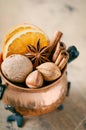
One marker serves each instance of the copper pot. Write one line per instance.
(31, 102)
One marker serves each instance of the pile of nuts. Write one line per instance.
(19, 68)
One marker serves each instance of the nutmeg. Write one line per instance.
(34, 79)
(49, 70)
(16, 67)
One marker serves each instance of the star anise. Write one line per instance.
(37, 54)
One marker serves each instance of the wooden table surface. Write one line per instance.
(51, 15)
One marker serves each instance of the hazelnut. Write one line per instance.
(16, 67)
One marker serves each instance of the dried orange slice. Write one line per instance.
(16, 40)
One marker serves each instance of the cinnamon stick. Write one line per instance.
(60, 46)
(53, 43)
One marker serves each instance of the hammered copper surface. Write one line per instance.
(35, 101)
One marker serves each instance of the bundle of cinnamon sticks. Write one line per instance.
(60, 55)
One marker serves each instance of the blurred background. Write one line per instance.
(69, 17)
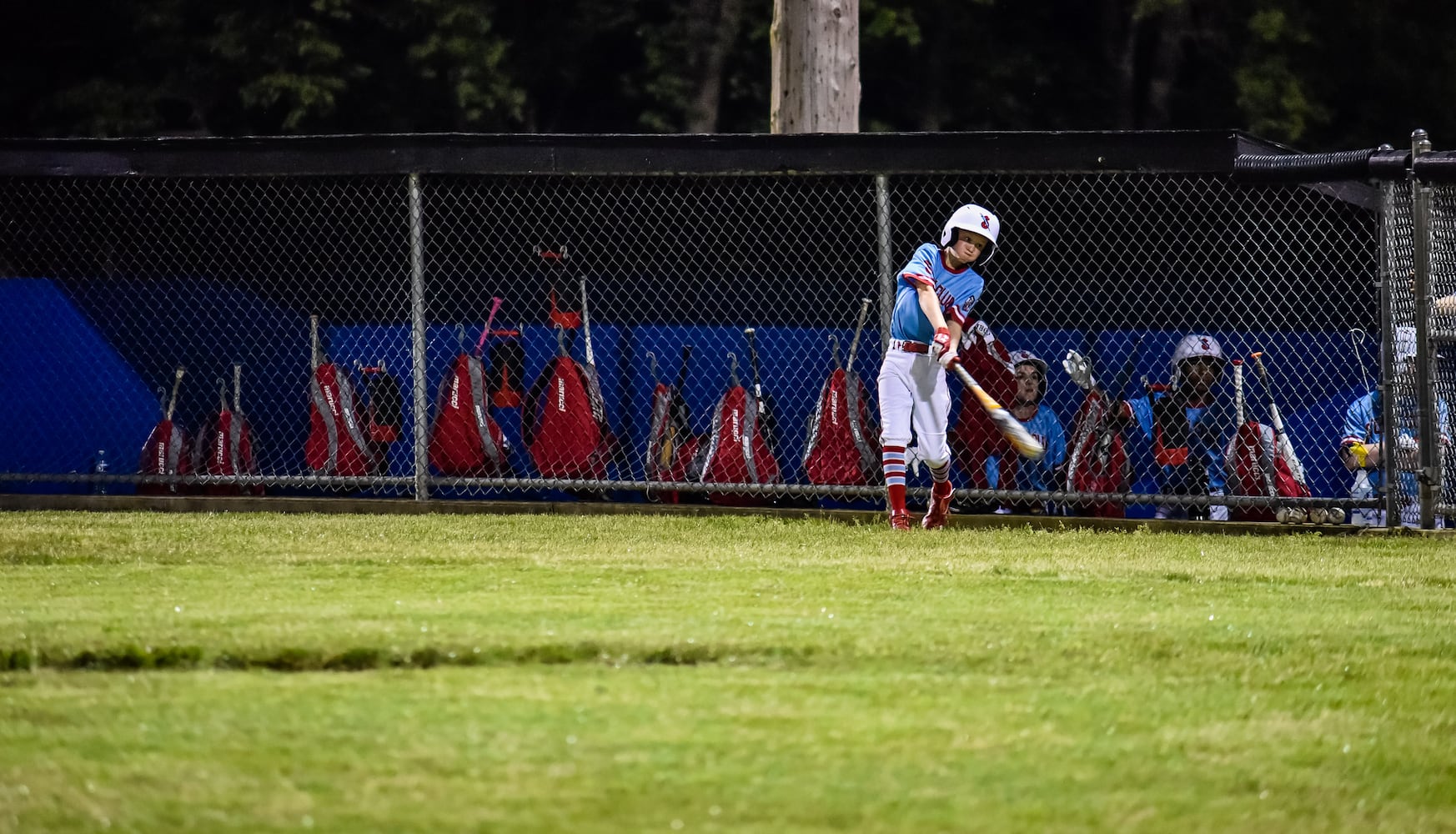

• • •

What to produce ▸
Please write out every line above word for word, leaving out the pictures.

Response for this exercise ▸
One marker serves each instance of the copper pot. Write one line per instance.
(31, 102)
One marker serves each instance of the pile of nuts. Write one line per instance.
(19, 68)
One marker serves each instance of the nutmeg. Write one line per instance.
(34, 79)
(49, 70)
(16, 67)
One marker serves each instance of the star anise. Write one line per instance.
(37, 54)
One marker serves each instance of the wooden table surface. Write one line per instance.
(51, 15)
One marker serves each instance of the hazelnut. Write one line per instance.
(16, 67)
One marker serves each instance of the dried orange slice. Write one line per instance.
(16, 40)
One marker serves each instance of the cinnamon stick. Write one line per instance.
(60, 46)
(53, 43)
One marker serves each instance of the hammered copper surface. Write one line per instance.
(35, 101)
One marker serves each instance of the bundle of cinnamon sticks. Write one line per instance.
(60, 55)
One marker serves each instance of the blurred background. Write one line per instance.
(69, 17)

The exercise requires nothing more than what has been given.